SUPPLIED DATA:
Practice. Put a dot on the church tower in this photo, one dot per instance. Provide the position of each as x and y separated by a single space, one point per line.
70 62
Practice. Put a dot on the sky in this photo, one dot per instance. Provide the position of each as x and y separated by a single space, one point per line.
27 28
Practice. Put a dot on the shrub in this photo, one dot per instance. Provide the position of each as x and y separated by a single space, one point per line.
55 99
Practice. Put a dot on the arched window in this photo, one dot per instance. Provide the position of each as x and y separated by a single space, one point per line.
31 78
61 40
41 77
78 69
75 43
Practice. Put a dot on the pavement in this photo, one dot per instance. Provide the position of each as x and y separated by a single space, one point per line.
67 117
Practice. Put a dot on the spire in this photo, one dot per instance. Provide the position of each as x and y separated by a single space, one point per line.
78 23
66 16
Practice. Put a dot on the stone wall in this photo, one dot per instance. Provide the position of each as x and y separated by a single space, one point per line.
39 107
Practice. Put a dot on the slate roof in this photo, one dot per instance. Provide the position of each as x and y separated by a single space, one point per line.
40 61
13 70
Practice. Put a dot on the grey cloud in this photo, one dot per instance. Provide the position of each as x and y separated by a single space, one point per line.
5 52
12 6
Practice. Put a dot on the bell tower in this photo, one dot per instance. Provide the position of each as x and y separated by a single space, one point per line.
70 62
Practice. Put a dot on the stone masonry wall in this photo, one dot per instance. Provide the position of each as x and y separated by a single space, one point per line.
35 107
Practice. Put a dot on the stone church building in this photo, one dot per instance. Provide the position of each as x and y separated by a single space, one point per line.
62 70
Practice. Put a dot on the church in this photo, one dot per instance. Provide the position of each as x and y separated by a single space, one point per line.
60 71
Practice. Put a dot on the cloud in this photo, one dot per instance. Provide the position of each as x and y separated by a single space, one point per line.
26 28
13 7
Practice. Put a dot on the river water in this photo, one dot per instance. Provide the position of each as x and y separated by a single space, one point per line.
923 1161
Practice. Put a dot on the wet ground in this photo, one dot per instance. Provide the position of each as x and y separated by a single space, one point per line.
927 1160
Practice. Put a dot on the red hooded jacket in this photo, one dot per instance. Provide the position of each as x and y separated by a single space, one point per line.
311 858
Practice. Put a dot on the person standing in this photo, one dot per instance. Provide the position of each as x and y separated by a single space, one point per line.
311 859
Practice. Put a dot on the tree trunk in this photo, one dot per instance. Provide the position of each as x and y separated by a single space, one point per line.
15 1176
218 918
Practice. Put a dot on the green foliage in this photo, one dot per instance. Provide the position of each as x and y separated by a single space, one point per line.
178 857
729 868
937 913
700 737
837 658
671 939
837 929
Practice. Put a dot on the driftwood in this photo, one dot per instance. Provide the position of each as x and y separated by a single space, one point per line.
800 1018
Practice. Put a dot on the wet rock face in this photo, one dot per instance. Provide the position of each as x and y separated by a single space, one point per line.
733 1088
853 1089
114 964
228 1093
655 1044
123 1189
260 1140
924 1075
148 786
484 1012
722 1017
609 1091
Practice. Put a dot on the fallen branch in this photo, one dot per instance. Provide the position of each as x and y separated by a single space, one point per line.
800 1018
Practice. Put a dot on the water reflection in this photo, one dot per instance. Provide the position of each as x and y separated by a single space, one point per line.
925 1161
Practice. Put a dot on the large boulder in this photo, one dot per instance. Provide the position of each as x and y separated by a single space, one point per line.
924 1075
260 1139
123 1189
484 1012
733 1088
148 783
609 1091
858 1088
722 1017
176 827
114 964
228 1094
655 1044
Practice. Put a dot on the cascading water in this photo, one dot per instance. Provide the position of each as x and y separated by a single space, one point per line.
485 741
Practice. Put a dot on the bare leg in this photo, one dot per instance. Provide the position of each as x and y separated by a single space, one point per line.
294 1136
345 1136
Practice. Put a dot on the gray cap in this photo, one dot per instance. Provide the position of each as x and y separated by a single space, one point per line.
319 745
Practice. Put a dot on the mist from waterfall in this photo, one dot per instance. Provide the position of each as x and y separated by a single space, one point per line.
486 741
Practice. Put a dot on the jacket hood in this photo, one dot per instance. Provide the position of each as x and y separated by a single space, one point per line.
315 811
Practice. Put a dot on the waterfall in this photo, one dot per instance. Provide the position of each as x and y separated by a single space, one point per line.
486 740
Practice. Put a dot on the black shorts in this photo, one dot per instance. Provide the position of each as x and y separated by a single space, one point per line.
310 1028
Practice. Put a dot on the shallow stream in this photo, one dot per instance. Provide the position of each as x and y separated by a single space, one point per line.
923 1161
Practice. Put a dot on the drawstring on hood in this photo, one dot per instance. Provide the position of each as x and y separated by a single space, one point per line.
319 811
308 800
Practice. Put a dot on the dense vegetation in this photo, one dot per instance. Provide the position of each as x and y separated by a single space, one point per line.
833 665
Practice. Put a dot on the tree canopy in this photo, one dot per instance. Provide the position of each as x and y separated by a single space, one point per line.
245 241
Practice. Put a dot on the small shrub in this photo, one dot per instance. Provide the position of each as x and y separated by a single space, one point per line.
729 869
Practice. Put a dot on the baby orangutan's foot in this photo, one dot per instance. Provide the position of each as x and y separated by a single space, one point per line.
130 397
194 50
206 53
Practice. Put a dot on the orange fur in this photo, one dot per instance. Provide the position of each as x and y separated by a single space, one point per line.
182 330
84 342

YOUR OBJECTIVE:
Copy out the data above, changing each "dot" to "mark" and keeping everything else unchanged.

OUTPUT OF THE TASK:
Practice. Put a mark on the church tower in this photo, one mark per instance. Provide the position of each as x and y separated by a single space, one point per line.
70 62
Practice. Put a mark on the sky in this photo, one mark per instance. Provide the position of each as x and y separated by a single space, one point per line.
27 28
Practice. Put a mark on the shrub in this photo, one mark per instance. Provide the position of each as x and y separated by a single space, one point per line.
55 99
Practice. Put a mark on the arched window in this photo, one mark per instance. Provide the position of each as x and y separated by a single space, one point per line.
31 78
61 40
41 77
78 69
75 43
Practice. Put a mark on the pavement in this photo, one mark per instance. Provide the position of each as x and y separated by a single space, one point per line.
67 117
Practice. Put a mark on the spire in this photo, one mark per instance. Provide the position of each as x and y separated by a single space, one point per line.
78 23
66 16
Practice. Put a mark on the stone wall in this photo, one mark per instance. Provide the position of each as x and y separated by a single space, one point per line.
39 107
Practice. Put a mark on the slate roof in this photo, one mark per instance. Provide the position of each as x and y separated by a single space, one point per line.
40 61
13 70
Practice. Put a mark on the grey cloud in this photo, one mark per instance. Provide the position of each as x and y separated by a single space, one point per line.
5 52
12 6
Practice. Put a mark on the bell tower in this photo, one mark per instance. Provide the position of each as x and y separated by a single space, one point per line.
70 62
Practice. Put a mark on the stone masonry wall in this photo, one mark per instance. Provide the position of each as x and y separated by a single space, one point per line.
35 107
Practice. Put a mark on the stone church building in this photo, one mark per instance. Provide the position of each as x and y separated by a single space, one point per line.
62 70
Practice. Put a mark on the church in this photo, one mark per instance. Provide the position of each as x and y separated by a single space, one point per line.
60 71
Practice. Put a mark on the cloud in this photo, one mark per instance. Provide the position of each as x and y separated by a single space, one point per line.
26 28
13 7
Practice. Put a mark on the river water in this photo, one mark per instance. Provide the position of each as x and y separated by a single space, one point per line.
923 1161
Practice. Put a mark on the wet ground in this photo, one mark per instance. Provide the position of each as x and y separated by a single space, one point per line.
927 1160
Practice. Put a mark on the red hooded jacket in this photo, one mark per instance. Provide the position of each as x and y separated by a single space, one point per line.
311 858
Practice. Put a mark on the person standing in this photo, one mark per instance. Provide the position of each as x and y separated by a single space, one point per line.
311 859
Practice. Put a mark on the tree trunk in this photo, one mark per instance. Provide the position of each as x and y separated by a single space, one point per line.
15 1176
218 918
Practice. Put a mark on the green foliage in this photo, one mark per instance. Provide the position of each as x and y separated by a single space, one point per line.
178 857
729 868
937 913
700 737
837 658
671 939
837 929
Practice. Put a mark on the driftwood in this photo, one mark per instance. Provide the position of each as x and y separated by a single space, one point per line.
800 1018
Practice. Put a mark on the wet rock face in this photo, one mark per instance. Provide the position of each as x and y separated by a single space, one point per line.
733 1088
853 1089
114 964
228 1093
655 1044
123 1189
260 1140
924 1075
148 786
484 1012
722 1017
609 1091
Practice. Put a mark on the fallen branch in this photo, one mark per instance. Provide the position of each as x and y separated by a single space, one point per line.
800 1018
Practice. Put a mark on the water reflection in this photo, one mark per instance. Provide the position of each as x and y separated by a single space, one point per line.
925 1161
Practice. Put a mark on the large boulder in this photo, one mark per instance. Provide the position of each as x and y separated by a single space, one point per line.
924 1075
260 1139
123 1189
484 1012
733 1088
148 783
609 1091
858 1088
722 1017
176 827
114 964
228 1094
655 1044
Practice. Put a mark on the cascading water in this photo, one mark per instance. Provide the position of each as x and y separated by a single space, one point per line.
485 741
Practice. Put a mark on the bare leg in this photo, one mark per instance. Provide the position of each as x and y separated by a single space, one point per line.
294 1136
345 1136
Practice. Put a mark on the gray cap in this photo, one mark per instance. Provide the position of each as x and y separated by a single space, one point per line.
319 745
Practice. Put a mark on the mist from waterfall in this photo, one mark per instance. Provide the position of each as x and y separated by a single space, one point per line.
486 741
Practice. Put a mark on the jacket hood in this photo, one mark per instance. Provide the position of each as x and y separated by a single space, one point per line.
315 811
Practice. Put a mark on the waterfall in this photo, one mark per instance. Provide the position of each as x and y separated by a single space, one point per line.
486 740
Practice. Put a mark on the black shorts in this photo, one mark per instance. Provide the position of each as x and y separated by a single space, one point per line.
310 1028
Practice. Put a mark on the shallow stream in this photo, one mark per instance. Provide the position of each as x and y separated by a single space, one point per line.
923 1161
Practice. Put a mark on the drawstring on hood in this photo, one mark per instance. Provide the position of each as x and y separated by a single space, one point per line.
319 811
308 800
Practice. Put a mark on the dense vegetation in this photo, one mark per instance. Provide the position of each as x and y separated by a single space, one point per line.
833 665
Practice. Put a mark on the tree canopy in this photo, one mark per instance. Provide the position of each as x and y separated by a single space, one point per line.
245 241
Practice. Put a mark on the small shrub in this photo, one mark per instance. Provide the position of each as x and y separated by a single space, one point per line.
729 869
Practice. Put a mark on the baby orangutan's foot in this photo, one mark per instance. Provide the position of each as x and y separated by a single space, one point per line.
130 397
194 50
206 53
Practice. Put a mark on the orange fur in this photo, one mark per instance. Provide the position of each as x and y separated by a single space, one point per line.
182 330
84 342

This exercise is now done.